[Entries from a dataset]
--------------------------------------------------

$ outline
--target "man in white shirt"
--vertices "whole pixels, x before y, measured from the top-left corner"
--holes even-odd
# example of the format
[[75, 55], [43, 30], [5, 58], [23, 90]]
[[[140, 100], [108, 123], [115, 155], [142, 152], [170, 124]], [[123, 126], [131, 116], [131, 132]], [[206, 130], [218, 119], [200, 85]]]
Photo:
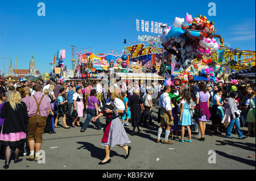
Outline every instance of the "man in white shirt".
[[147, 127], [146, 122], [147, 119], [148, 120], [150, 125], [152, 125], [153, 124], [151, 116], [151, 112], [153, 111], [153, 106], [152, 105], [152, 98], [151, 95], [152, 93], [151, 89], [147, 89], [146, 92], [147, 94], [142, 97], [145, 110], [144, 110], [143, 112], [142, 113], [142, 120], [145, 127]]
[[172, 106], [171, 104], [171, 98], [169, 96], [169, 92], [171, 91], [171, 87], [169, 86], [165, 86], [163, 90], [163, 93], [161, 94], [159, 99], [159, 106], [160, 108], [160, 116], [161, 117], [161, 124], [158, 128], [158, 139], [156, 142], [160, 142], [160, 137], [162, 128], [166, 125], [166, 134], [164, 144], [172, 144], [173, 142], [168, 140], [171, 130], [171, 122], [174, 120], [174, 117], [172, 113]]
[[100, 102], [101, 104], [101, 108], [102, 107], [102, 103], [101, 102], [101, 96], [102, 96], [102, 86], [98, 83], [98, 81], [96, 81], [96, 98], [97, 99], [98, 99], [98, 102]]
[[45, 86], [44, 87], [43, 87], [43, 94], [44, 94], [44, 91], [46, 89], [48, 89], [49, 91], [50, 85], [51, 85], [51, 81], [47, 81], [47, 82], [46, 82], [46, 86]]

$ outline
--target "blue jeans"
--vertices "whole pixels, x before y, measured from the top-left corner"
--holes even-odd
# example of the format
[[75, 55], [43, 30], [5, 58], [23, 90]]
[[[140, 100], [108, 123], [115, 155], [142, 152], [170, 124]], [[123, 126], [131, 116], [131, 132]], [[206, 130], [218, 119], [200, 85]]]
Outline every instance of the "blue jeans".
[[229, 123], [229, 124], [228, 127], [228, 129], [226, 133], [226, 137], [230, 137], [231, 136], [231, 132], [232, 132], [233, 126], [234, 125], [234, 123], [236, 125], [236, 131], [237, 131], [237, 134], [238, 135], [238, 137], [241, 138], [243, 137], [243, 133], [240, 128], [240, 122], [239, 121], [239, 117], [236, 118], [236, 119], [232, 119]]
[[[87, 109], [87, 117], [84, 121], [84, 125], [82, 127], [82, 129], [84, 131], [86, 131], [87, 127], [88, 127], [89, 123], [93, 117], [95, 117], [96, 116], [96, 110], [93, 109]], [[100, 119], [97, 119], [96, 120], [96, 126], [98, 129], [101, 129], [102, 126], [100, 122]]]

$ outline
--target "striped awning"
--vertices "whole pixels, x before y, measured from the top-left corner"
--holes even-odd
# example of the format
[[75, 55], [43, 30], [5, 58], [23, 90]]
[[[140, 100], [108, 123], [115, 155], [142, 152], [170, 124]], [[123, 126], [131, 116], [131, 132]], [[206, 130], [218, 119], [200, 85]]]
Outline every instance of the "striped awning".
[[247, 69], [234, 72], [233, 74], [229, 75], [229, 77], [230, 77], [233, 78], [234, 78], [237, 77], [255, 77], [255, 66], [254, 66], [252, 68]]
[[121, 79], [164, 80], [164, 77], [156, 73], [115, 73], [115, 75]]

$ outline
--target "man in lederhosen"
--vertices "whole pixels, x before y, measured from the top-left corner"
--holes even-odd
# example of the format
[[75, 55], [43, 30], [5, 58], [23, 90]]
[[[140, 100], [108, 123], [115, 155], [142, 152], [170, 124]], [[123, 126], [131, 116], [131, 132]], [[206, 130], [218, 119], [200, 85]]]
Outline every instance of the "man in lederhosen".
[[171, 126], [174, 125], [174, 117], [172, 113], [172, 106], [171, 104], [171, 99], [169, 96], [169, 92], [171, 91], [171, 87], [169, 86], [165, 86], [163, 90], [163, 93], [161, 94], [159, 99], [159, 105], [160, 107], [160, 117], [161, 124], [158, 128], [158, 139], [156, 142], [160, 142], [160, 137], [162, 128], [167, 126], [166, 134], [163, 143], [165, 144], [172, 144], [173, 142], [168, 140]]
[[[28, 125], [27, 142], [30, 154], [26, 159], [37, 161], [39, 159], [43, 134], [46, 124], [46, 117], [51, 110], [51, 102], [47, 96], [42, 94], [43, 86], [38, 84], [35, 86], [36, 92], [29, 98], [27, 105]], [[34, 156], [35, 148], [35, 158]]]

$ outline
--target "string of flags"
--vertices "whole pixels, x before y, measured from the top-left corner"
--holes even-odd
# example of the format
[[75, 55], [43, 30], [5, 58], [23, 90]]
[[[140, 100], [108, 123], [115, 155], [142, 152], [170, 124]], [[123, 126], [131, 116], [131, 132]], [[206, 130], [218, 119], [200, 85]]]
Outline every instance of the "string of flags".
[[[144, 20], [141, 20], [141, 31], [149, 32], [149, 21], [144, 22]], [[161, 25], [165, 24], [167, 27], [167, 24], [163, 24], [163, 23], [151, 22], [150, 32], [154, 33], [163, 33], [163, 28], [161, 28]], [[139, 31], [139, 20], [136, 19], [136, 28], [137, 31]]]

--------------------------------------------------

■ Brief: Write the entries above out in full, exactly, with no images.

■ Reply:
$ outline
--target "man in white shirt"
--vertices "whole pixels, x before y, measured from the top-left corner"
--holes even-odd
# example of the format
[[75, 55], [43, 30], [5, 58], [23, 90]]
[[[140, 100], [108, 123], [115, 155], [142, 152], [170, 124]], [[123, 126], [131, 116], [131, 132]], [[206, 130], [218, 119], [200, 85]]]
Photo:
Outline every instance of the "man in white shirt".
[[147, 127], [146, 122], [147, 119], [148, 120], [150, 125], [152, 125], [153, 124], [151, 116], [151, 112], [153, 111], [153, 106], [152, 105], [152, 98], [151, 95], [152, 93], [151, 89], [147, 89], [146, 92], [147, 94], [142, 97], [145, 110], [144, 110], [143, 112], [142, 113], [142, 120], [145, 127]]
[[172, 106], [171, 104], [171, 98], [169, 96], [169, 92], [171, 91], [171, 87], [169, 86], [165, 86], [163, 90], [163, 93], [161, 94], [159, 99], [159, 106], [160, 108], [160, 116], [161, 117], [161, 124], [158, 128], [158, 139], [156, 142], [160, 142], [160, 137], [162, 128], [166, 125], [166, 134], [164, 144], [172, 144], [173, 142], [168, 140], [171, 130], [171, 122], [174, 120], [174, 117], [172, 113]]
[[100, 102], [101, 104], [101, 108], [102, 107], [102, 103], [101, 102], [101, 96], [102, 96], [102, 86], [98, 83], [98, 81], [96, 81], [96, 98], [97, 99], [98, 99], [98, 102]]
[[45, 86], [44, 87], [43, 87], [43, 94], [44, 94], [44, 91], [46, 89], [48, 89], [49, 91], [50, 85], [51, 85], [51, 81], [47, 81], [47, 82], [46, 82], [46, 86]]

$ outline
--target "blue jeans"
--vertices "whole pixels, x before y, measured from the top-left corner"
--holes even-odd
# example of the format
[[75, 55], [43, 30], [5, 58], [23, 90]]
[[[140, 100], [108, 123], [115, 155], [142, 152], [170, 124]], [[123, 126], [131, 116], [131, 132]], [[206, 130], [218, 119], [200, 85]]]
Outline every instance of the "blue jeans".
[[229, 123], [229, 124], [228, 127], [228, 129], [226, 133], [226, 137], [230, 137], [231, 136], [231, 132], [232, 132], [233, 126], [234, 125], [234, 123], [236, 125], [236, 131], [237, 131], [237, 134], [238, 135], [238, 137], [241, 138], [243, 137], [243, 133], [240, 128], [240, 122], [239, 121], [239, 117], [236, 118], [236, 119], [232, 119]]
[[[87, 109], [87, 117], [84, 121], [84, 125], [82, 127], [82, 129], [84, 131], [86, 131], [87, 127], [88, 127], [89, 123], [93, 117], [95, 117], [96, 116], [96, 110], [93, 109]], [[100, 119], [97, 119], [96, 120], [96, 126], [98, 129], [101, 129], [102, 126], [100, 122]]]

$ outline
--target "striped awning"
--vertices "whole pixels, x before y, measured from the top-left corner"
--holes even-odd
# example of the format
[[75, 55], [43, 30], [5, 58], [23, 90]]
[[[140, 100], [108, 123], [115, 155], [142, 152], [170, 124]], [[123, 126], [131, 116], [131, 132]], [[206, 130], [218, 119], [200, 85]]]
Outline every instance of the "striped awning".
[[247, 69], [234, 72], [233, 74], [229, 75], [229, 77], [230, 77], [233, 78], [234, 78], [237, 77], [255, 77], [255, 66], [254, 66], [252, 68]]
[[121, 79], [164, 80], [164, 77], [156, 73], [115, 73], [115, 75]]

$ outline
--target "man in lederhosen"
--vertices "whole pixels, x before y, measured from the top-left corner"
--holes even-odd
# example of the format
[[75, 55], [43, 30], [5, 58], [23, 90]]
[[[140, 100], [108, 123], [115, 155], [142, 152], [170, 124]], [[123, 126], [131, 116], [131, 132]], [[206, 130], [218, 119], [200, 85]]]
Outline every instance of the "man in lederhosen".
[[171, 126], [174, 125], [174, 117], [172, 113], [172, 106], [171, 104], [171, 99], [169, 96], [169, 92], [171, 91], [171, 87], [169, 86], [165, 86], [163, 90], [163, 93], [161, 94], [159, 99], [159, 105], [160, 107], [160, 117], [161, 124], [158, 128], [158, 139], [156, 142], [160, 142], [160, 137], [162, 128], [167, 126], [166, 134], [163, 143], [165, 144], [172, 144], [173, 142], [168, 140]]
[[[28, 125], [27, 142], [30, 154], [26, 159], [37, 161], [39, 159], [43, 134], [46, 124], [46, 117], [51, 110], [51, 102], [47, 96], [42, 94], [43, 86], [38, 84], [35, 86], [36, 92], [29, 98], [27, 105]], [[34, 156], [35, 148], [35, 158]]]

$ outline
--target "string of flags"
--vertices "whole pixels, x before y, measured from the top-left corner"
--holes even-odd
# example of the format
[[75, 55], [43, 30], [5, 58], [23, 90]]
[[[140, 100], [108, 123], [115, 155], [142, 152], [170, 124]], [[123, 126], [131, 116], [131, 132]], [[206, 130], [218, 119], [200, 85]]]
Outline every instance of the "string of flags".
[[[144, 20], [141, 20], [141, 31], [149, 32], [149, 21], [144, 22]], [[161, 25], [165, 24], [167, 27], [167, 24], [163, 24], [163, 23], [151, 22], [150, 32], [154, 33], [163, 33], [163, 28], [161, 28]], [[139, 31], [139, 20], [136, 19], [136, 28], [137, 31]]]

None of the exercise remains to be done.